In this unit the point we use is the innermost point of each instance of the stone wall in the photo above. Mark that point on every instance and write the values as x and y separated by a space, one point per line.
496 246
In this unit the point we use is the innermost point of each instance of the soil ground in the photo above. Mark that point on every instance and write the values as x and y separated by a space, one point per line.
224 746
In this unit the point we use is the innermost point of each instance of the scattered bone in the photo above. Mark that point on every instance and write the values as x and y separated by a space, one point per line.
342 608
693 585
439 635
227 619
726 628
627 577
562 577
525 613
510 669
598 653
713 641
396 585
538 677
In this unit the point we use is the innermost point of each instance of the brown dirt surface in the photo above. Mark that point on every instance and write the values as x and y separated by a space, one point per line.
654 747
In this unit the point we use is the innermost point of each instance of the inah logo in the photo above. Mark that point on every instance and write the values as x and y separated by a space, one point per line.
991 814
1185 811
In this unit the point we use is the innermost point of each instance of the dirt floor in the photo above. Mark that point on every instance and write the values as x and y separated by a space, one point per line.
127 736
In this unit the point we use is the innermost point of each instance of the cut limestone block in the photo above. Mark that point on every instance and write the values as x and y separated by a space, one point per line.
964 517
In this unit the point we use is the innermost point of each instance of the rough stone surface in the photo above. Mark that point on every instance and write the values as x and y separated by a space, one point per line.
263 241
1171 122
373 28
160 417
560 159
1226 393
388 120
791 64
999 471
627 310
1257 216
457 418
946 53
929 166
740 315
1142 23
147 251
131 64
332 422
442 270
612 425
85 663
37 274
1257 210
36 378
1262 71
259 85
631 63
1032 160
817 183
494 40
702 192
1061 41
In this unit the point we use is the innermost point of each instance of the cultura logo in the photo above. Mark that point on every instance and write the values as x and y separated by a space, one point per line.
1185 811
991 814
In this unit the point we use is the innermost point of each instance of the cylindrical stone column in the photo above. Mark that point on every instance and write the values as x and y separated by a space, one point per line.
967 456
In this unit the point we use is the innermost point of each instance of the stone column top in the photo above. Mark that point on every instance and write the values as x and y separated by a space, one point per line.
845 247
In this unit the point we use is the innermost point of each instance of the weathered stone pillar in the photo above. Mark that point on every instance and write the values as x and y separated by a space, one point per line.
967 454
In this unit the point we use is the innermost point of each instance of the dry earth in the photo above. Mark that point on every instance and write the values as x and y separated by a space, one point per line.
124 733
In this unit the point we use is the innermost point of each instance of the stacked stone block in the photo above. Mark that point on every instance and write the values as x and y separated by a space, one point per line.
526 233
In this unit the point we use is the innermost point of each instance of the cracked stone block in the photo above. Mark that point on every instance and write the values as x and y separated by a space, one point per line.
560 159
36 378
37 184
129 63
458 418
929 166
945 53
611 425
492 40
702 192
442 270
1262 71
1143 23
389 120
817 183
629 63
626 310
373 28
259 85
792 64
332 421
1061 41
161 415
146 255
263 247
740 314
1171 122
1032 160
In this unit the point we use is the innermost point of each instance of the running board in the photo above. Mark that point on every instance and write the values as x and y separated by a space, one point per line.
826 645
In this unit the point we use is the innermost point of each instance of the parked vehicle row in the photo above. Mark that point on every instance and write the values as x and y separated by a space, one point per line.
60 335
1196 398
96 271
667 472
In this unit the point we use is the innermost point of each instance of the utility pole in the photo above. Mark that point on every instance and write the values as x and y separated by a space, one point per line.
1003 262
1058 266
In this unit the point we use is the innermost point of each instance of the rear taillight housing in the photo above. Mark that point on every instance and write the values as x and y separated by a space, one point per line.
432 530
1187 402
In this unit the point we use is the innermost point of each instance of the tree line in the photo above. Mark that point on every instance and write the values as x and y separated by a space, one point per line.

-------

=== Instruction ===
Copy every item above, switching "innermost point" to "central point" wherever it appears and leaving all other wording as it stands.

=== Response to the task ===
In this unit the point we use is the central point of each instance of the stone wall in the photo above. Mark that point on every instance and write the values as x and y separated by a space, one point per line.
496 246
In this unit the point we use is the central point of each instance of the soil ground in the photo above. Mark that point on every instance and write the values as x and y separated by a space, one point per line.
224 746
In this unit the point we use is the central point of each instance of the scattered bone in the photo above. Mark that point on every instance and write the values as x and y separated by a space, one point per line.
342 608
693 585
439 635
227 619
726 628
627 577
562 577
525 613
510 669
598 653
713 641
396 585
538 677
In this unit the point we use is the central point of each instance of the brown dirt surface in the photo above. Mark that point on every instance and write the values as x and y separated by a space, one point per line.
654 747
In this unit the point we use is the central point of each instance of the inah logo in the photo above. Mark that point on every instance and write the values as x and y separated by a space, one point per line.
991 814
1185 811
In this unit the point we use is the central point of each instance of the dirt floor in the photo above. Mark that point on every instance and write the values as x and y separated by a space, one point per line.
127 736
In this unit the point we use is the central point of each instance of the cut limestone block in the photo above. Mark that point on every instance and write the values as x and y separated by a space, one point per line.
964 517
In this unit the point we use is the central point of each instance of the rough stone surface in the photo above. Mark that point on every instance and write the values as x and y separated by a space, one point per line.
263 241
1171 122
373 28
160 417
560 159
1226 393
388 120
791 64
999 471
627 310
1257 216
457 418
946 53
929 166
740 315
1142 23
147 251
131 64
332 422
442 270
612 425
85 663
37 274
1257 210
36 378
1262 71
259 85
631 63
1032 160
817 183
494 40
702 192
1061 41
In this unit the point we use is the central point of each instance of the cultura logo in the photo above. Mark that point on every instance and write the values as x and y separated by a space, one point per line.
1185 811
991 814
In this unit the point we use is the central point of each instance of the cylindrical stone column in the photo above. Mark that point on every instance and write the values as x and y separated by a space, one point per line.
967 456
In this unit the point we use is the central point of each instance of the stone column top in the photo above. Mark that point on every instance and write the values as x and y separated by a space, one point per line.
845 247
In this unit the point we use is the central point of each instance of the weathered stone pillar in the photo above. Mark that point on every instance and write the values as x and y separated by a space, one point per line.
967 454
In this unit the point we use is the central point of each instance of the dry earth in the photo above. Mark that point on every instance and write the values as x and y separated by a space, one point per line.
124 733
In this unit the point we use is the central point of each instance of the stacked stone block in the photo above. Mark that point on every instance and write the values as x and y separated by a space, one point per line.
526 233
In this unit the point we use is the central point of each instance of the cracked stone block in the photo above. Mark that point on every instance and write the values as x and y separated by a space, one point per line.
560 159
36 378
37 184
129 63
458 418
929 166
945 53
611 425
492 40
702 192
442 270
1262 71
1143 23
389 120
817 183
629 63
626 310
373 28
259 85
792 64
332 421
1061 41
161 415
146 255
263 247
740 314
1171 122
1032 160
In this unit the point we use is the central point of each instance of the running board in the photo above. Mark that point on every instance and write the values as x and y separated by a space, one point per line.
826 645
In this unit the point we use is the central point of each instance of the parked vehicle row in the photo above. Mark that point on every instance and write the values as x and y separated by a space, one point per line.
60 335
1196 398
96 271
667 472
In this unit the point we use is the central point of each instance of the utility pole in the photo above. Mark that point on every instance and write the values as x and y separated by a space, one point per line.
1003 262
1058 266
In this unit the point we use is the central point of each instance of the rear taillight housing in the photo above. Mark that point on every instance and write the values as x and y separated by a space, one point per line.
432 530
1187 402
In this unit the point we use is the central point of each instance of the tree line in the photo above. Mark that point on every instance and write the values as x and y separated by a space, one point per line.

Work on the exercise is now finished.